◆ Provided data ◆
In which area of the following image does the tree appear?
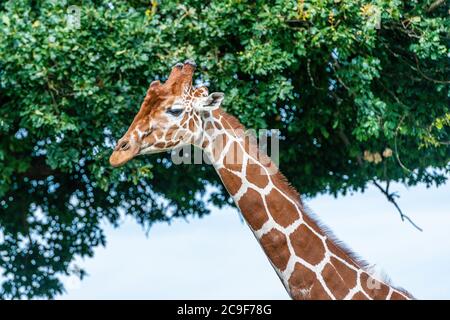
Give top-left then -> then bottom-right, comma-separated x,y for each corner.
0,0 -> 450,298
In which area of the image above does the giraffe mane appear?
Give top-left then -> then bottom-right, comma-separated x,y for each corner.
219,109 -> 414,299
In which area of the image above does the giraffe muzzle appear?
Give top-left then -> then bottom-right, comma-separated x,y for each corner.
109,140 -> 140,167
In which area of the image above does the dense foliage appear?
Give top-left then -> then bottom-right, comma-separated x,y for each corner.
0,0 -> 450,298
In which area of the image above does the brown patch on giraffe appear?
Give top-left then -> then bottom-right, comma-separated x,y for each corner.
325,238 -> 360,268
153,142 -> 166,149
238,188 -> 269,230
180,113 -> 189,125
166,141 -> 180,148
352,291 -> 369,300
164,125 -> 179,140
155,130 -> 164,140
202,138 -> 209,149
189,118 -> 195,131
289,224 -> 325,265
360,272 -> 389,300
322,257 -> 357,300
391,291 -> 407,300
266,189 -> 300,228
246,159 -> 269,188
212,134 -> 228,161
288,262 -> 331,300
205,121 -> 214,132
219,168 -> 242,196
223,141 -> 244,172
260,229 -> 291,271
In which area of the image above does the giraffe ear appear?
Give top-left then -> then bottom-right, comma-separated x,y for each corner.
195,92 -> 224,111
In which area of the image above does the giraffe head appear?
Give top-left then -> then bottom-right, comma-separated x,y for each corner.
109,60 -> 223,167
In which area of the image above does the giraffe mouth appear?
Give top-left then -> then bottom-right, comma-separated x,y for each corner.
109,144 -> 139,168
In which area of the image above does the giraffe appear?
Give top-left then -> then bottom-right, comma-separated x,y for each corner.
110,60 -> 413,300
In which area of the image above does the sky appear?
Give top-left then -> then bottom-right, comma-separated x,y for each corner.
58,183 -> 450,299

◆ Prompt ◆
Rewrite all the items above, swapping "giraffe" for "animal" each time it shows up and keeping everything else the same. Don't include the pictures.

◆ Task output ◆
In which area of the following image does the tree appear?
Give top-left then -> then bottom-right, comma-separated x,y for each corner.
0,0 -> 450,298
In which area of the image above does the animal mane appear?
Give top-left then -> then bottom-right, comma-separated x,y for each corner.
219,109 -> 414,299
In which area of the image above does the animal muzzle appear?
Give top-left then -> then bottom-right, comma-separated x,y for each corner.
109,140 -> 140,167
In which area of the image above does the dense foliage appear?
Give top-left then -> then bottom-right, comma-separated x,y for each corner.
0,0 -> 450,298
In which area of the image above does the brown patch on animal appear?
Give top-left then -> then bottom-right, comma-separated x,y for each corner.
325,238 -> 360,268
153,142 -> 166,149
238,188 -> 269,230
180,113 -> 189,125
166,141 -> 180,148
352,291 -> 369,300
164,125 -> 179,140
155,130 -> 164,140
202,138 -> 209,149
189,118 -> 195,131
289,224 -> 325,265
360,272 -> 389,300
322,257 -> 357,300
391,291 -> 407,300
266,189 -> 300,228
246,159 -> 269,188
212,134 -> 228,161
288,262 -> 331,300
205,121 -> 214,132
219,168 -> 242,196
223,141 -> 244,172
260,229 -> 291,271
In which area of the image above does the animal ear appear?
Give top-left then -> then bottom-right, comma-separated x,y for each corner.
195,92 -> 224,111
In which area of the image above does the animal head appear?
Give top-left then -> then bottom-right, comma-separated x,y for each corner.
109,60 -> 223,167
In which area of the image above does the animal mouth appear?
Give top-left then -> then bottom-right, comma-separated x,y for each corner.
109,144 -> 139,168
In which area of the image above does the animal appear?
Give top-left then -> then bottom-right, comma-separated x,y for each corner.
110,60 -> 413,300
In which area of the image above does the sky appear?
Give top-left then -> then bottom-right, comma-separated x,y for each corner.
58,183 -> 450,299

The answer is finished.